WHAT IS ASKED: According to the page text, why is the same review printed both before and after text processing? Answer in one to three sentences.

PAGE TEXT:
## BEGIN

Our corpus is actually ready for topic modeling, but before proceding let's see how the text changed. Let's print the same review before and after text processing:

In [77]:
print("Before:")
with codecs.open('data/text.txt',encoding='utf-8') as f:
    print(f.read(845))
print("________________________________________________\nAfter:")
with codecs.open('data/trigram_sents.txt',encoding='utf-8') as f:
    print(f.read(1000))

Before:
Cerró el comedor cordobés al que Macri le había prometido ayuda Luis Almadaes cordobés ytenía un comedor comunitario y una fundación para ayudar a gente en situación de calle. Desesperado, en mayo le envió un mensaje por redes sociales al presidente Mauricio Macri para que lo ayude a sostener el emprendimiento. El mandatario lo llamó por teléfono días después y el 12 de julio se vieron personalmente en esa provincia. Allí, le prometió ayuda. Pero nunca llegó y por eso no tuvo más alternativa que bajar la persiana. Su fundación "Yo Te Ayudo Amigo del Alma" ayudaba a unas 20 personas en situación de calle para que vendieran golosinas en la peatonal y pudieran capacitarse en un oficio. Almada dijo a La Naciónque debió cerrar la fundación: "Puse mi esfuerzo,cumplí con lo que me comprometí pero solo no puedo. No llamé al Presidente para pedirle alfajores, sino para que nos ayudara con tratamiento de adicciones, con asistentes sociales. Macri me dijo que lo hagamos.Los tiempos de Nac

## Training a dictionary with Gensim
Now that our text is ready to go we can use it to build a gensim [*dictionary*](https://radimrehurek.com/gensim/corpora/dictionary.html), which, in gensim's jargon, consists in a mapping between *words* and their integer *ids*. Dictionaries created from a corpus can later be pruned according to document frequency (removing (un)common words), save/loaded from disk (via *Dictionary.save()* and *Dictionary.load()* methods), merged with other dictionary (*Dictionary.merge_with()*) etc.

## END

DATA SHOWN:
## BEGIN

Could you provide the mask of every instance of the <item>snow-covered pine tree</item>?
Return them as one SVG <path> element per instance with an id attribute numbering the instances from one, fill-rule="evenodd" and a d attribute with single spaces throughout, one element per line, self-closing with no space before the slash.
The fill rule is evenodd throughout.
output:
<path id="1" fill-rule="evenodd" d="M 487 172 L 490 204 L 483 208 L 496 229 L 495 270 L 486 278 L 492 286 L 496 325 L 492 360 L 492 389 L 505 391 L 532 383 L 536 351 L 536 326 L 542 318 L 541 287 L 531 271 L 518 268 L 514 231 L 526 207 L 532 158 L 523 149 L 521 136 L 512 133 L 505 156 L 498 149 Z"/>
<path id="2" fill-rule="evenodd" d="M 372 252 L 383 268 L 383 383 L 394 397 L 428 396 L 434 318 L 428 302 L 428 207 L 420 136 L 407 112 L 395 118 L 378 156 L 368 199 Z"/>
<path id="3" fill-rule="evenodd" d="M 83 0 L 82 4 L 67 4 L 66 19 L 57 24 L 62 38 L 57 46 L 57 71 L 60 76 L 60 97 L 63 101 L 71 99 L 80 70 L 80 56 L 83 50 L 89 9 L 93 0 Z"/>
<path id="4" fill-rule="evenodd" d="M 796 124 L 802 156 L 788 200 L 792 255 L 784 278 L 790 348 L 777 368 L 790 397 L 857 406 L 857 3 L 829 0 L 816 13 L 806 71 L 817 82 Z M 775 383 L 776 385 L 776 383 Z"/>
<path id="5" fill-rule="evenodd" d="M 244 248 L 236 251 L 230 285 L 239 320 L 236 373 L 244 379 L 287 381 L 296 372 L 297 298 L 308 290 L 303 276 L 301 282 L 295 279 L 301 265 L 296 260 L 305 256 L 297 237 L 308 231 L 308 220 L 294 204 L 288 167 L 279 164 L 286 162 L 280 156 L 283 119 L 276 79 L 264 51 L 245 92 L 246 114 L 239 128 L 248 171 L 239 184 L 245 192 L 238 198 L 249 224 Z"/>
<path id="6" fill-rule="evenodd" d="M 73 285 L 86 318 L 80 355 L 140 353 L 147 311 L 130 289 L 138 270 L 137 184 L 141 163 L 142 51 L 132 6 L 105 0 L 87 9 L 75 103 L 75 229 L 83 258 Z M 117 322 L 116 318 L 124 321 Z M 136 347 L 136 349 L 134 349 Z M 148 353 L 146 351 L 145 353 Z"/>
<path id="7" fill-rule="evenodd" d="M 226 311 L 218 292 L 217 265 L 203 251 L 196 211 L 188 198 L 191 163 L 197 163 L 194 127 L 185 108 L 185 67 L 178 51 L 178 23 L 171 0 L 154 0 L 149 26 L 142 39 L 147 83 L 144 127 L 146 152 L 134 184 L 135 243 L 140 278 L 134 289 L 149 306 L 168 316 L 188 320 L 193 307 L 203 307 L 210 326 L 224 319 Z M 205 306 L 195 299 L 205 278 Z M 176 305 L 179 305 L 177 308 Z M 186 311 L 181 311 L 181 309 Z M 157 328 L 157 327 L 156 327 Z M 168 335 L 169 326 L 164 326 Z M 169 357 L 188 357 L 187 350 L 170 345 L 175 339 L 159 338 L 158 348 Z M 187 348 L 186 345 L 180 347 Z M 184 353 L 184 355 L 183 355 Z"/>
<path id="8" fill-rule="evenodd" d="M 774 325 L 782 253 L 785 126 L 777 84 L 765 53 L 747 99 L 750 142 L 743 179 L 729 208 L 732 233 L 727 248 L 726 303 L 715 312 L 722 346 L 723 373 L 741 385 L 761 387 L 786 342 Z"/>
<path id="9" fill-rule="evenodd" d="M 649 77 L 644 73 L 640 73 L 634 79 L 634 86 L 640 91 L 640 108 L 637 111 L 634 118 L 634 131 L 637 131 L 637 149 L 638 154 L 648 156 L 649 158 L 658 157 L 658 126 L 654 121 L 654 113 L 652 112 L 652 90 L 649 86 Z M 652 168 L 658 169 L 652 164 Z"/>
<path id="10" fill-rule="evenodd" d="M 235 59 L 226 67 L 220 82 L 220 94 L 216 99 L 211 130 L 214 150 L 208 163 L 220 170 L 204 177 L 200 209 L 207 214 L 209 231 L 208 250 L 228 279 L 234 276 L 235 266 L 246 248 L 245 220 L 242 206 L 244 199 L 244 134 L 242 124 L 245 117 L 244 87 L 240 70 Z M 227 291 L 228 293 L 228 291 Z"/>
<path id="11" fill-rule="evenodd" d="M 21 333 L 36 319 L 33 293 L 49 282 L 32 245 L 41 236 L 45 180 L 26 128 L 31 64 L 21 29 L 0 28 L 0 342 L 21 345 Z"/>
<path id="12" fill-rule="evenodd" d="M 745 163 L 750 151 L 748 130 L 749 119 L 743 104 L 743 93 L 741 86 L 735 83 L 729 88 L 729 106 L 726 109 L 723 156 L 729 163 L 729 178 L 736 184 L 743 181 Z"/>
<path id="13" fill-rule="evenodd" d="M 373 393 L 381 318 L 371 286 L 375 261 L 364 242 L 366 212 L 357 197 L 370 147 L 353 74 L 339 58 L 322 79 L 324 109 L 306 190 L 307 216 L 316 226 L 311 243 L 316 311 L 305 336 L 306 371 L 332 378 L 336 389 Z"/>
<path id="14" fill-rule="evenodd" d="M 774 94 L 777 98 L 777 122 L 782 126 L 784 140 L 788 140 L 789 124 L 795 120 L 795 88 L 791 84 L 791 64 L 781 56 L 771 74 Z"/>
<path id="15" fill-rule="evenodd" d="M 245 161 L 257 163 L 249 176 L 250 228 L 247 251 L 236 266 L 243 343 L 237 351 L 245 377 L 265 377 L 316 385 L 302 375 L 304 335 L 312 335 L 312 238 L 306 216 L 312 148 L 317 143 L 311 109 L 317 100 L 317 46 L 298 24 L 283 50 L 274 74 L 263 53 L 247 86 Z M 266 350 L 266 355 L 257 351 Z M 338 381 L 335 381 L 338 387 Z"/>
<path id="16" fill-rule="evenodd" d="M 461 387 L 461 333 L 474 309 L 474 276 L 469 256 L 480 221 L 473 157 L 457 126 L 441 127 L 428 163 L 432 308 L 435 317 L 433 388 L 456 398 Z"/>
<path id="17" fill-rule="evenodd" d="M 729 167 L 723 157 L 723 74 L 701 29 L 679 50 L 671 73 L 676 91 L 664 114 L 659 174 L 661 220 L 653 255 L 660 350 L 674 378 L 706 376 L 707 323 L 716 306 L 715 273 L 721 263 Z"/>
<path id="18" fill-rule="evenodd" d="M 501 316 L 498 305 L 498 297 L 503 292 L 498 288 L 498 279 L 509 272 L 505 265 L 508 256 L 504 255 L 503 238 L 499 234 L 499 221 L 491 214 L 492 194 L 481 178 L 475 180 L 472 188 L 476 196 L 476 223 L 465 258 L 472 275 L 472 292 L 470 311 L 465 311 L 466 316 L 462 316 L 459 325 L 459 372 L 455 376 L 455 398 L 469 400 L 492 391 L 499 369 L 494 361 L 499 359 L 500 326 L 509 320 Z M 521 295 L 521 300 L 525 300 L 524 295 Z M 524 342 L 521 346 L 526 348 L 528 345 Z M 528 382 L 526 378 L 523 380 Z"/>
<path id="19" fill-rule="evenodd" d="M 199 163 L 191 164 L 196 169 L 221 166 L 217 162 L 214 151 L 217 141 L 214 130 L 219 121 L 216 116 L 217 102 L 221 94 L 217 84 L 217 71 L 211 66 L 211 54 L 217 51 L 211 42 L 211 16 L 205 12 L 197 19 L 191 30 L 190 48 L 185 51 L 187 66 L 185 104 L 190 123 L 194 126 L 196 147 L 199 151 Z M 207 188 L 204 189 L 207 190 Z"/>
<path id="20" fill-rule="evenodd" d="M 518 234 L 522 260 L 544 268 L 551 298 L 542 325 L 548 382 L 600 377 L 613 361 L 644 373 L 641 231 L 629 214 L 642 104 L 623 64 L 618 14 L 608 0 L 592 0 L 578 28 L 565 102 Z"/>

## END

REPLY TO THE EXERCISE: The review is printed in both forms to show how the text changed during processing. The corpus is already ready for topic modeling, but this comparison is made before proceeding.